== Source text ==

United States v. Myr Group, Inc.

361 F.3d 364 | 7th Cir. | 2004

361 F.3d 364

UNITED STATES of America, Plaintiff-Appellant,
v.
MYR GROUP, INC., Defendant-Appellee.

No. 03-3250.

United States Court of Appeals, Seventh Circuit.

Argued February 19, 2004.

Decided March 16, 2004.

Carole J. Ryczek (argued), Office of the United States Attorney, Chicago, IL, for Plaintiff-Appellant.

Joseph J. Duffy, Corey B. Rubenstein (argued), Stetler & Duffy, Chicago, IL, for Defendant-Appellee.

Paul M. Heylman, Schmeltzer, Aptaker & Sheppard, Washington, DC, for Amicus Curiae.

Before CUDAHY, POSNER, and ROVNER, Circuit Judges.

POSNER, Circuit Judge.

1

The district judge dismissed an indictment that charged MYR Group, Inc., with violating section 17(e) of the Occupational Safety and Health Act, 29 U.S.C. § 666(e), and the government appeals. The factual record is limited to the facts alleged in the indictment, according to which: MYR has a wholly owned subsidiary named L.E. Myers Company (the parties call it "LEM"), which repairs high-voltage lines. MYR oversees the safety programs of its subsidiaries, provides safety manuals and other safety instructions to the employees of the subsidiaries, and jointly with the subsidiaries is responsible for training those employees with regard to safety matters, including how to repair high-voltage lines without being electrocuted. Nevertheless, on two separate occasions, employees of LEM were electrocuted while repairing such lines. The indictment charges both MYR and LEM with two counts of causing the death of an employee by willfully violating rules promulgated under OSHA. 29 U.S.C. § 666(e). MYR is charged with violating regulations requiring, in essence, that employees be properly trained in safe working procedures. 29 C.F.R. §§ 1910.269(a)(2)(i), (ii). LEM is charged with violations of other rules as well, and is awaiting trial in the district court.

===
== Exercise materials ==

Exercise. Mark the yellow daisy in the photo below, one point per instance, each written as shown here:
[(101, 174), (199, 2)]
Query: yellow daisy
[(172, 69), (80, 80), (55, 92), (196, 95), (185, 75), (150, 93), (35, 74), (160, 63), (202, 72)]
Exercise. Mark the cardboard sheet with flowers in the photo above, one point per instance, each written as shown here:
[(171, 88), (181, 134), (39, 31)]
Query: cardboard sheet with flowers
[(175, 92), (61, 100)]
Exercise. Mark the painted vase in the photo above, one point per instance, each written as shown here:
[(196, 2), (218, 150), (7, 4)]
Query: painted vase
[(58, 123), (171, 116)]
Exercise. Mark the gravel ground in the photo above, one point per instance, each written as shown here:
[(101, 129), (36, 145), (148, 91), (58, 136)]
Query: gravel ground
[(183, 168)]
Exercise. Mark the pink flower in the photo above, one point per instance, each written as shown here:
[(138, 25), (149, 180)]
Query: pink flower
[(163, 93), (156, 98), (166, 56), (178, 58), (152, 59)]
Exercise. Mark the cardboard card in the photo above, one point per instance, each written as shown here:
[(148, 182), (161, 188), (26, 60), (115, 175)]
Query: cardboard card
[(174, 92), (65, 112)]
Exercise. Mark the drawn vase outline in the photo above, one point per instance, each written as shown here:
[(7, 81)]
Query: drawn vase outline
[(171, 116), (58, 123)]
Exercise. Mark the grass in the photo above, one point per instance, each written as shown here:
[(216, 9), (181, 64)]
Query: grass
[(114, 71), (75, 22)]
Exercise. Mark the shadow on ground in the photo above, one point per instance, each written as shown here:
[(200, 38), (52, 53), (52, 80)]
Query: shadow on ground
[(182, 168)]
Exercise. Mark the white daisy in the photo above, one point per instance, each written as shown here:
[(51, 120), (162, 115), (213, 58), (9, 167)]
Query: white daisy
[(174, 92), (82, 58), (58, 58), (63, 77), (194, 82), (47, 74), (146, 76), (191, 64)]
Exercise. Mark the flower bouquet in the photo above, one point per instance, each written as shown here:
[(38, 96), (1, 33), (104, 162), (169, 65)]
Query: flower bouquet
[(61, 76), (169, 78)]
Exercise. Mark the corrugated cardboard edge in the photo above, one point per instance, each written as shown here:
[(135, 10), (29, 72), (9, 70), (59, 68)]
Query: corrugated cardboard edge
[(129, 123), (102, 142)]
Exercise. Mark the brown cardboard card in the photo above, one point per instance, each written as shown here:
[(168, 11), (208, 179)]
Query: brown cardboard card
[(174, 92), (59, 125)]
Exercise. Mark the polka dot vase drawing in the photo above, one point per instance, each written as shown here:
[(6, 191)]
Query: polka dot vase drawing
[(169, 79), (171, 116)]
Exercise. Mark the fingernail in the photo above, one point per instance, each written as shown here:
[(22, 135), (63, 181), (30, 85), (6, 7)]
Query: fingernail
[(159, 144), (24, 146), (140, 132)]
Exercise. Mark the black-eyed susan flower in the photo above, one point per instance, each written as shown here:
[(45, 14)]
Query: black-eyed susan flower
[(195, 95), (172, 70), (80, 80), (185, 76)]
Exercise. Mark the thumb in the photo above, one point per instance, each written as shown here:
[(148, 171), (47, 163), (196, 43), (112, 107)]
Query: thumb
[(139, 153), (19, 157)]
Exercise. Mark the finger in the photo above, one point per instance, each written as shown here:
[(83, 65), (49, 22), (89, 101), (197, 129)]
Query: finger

===

» **Given problem A**
Scale the rows in the part that opens with the line containing "Exercise. Mark the grass" and closes with the line containing "[(174, 92), (59, 125)]", writing out every line of that part again, requests included. Multiply each answer coordinate by 0.7 and round to whole numbers with halves rounded up, leaving the requests and their format samples unchanged.
» **Given problem B**
Write the next part of the court opinion on the indictment of MYR Group under the Occupational Safety and Health Act, continuing from the point where it stops.
The rows have no connection to the court opinion that comes before them.

» **Expected output A**
Exercise. Mark the grass in the photo above, one point per instance, each written as shown here:
[(216, 9), (181, 64)]
Query: grass
[(80, 50), (53, 15)]
Exercise. Mark the shadow on ground in the photo above, one point per instance, each written as shown here:
[(200, 38), (52, 53), (52, 80)]
Query: shadow on ground
[(127, 118)]
Exercise. Mark the white daisy in the photo above, one point per instance, each written as shown here:
[(51, 120), (162, 115), (213, 58), (9, 167)]
Query: white daisy
[(122, 64), (57, 41), (41, 41), (44, 54), (136, 57), (33, 52), (102, 53), (134, 45)]
Exercise. Mark the flower bouquet in the photo above, one point per instance, each written as shown here:
[(38, 96), (1, 33), (104, 162), (169, 65)]
Query: flower bouquet
[(43, 53), (118, 55)]
Exercise. Mark the corrugated cardboard edge in the photo above, one point per instance, each written as shown here:
[(135, 10), (29, 72), (9, 70), (59, 68)]
Query: corrugated cardboard edge
[(90, 86), (71, 99)]
Exercise. Mark the brown cardboard card in the photo above, one point per instance, each written as shown here:
[(168, 11), (208, 179)]
Query: brown cardboard card
[(122, 64), (41, 88)]

» **Expected output B**
2

The government's argument is a simple one. MYR is an employer, albeit not of the two workers who were electrocuted; the two workers were employees; the regulations in question state simply that "employees shall be trained in" safe working procedures. Therefore, the argument concludes, the duties created by the regulations run to anyone's employees, not merely employees of the employer accused of having violated the regulations.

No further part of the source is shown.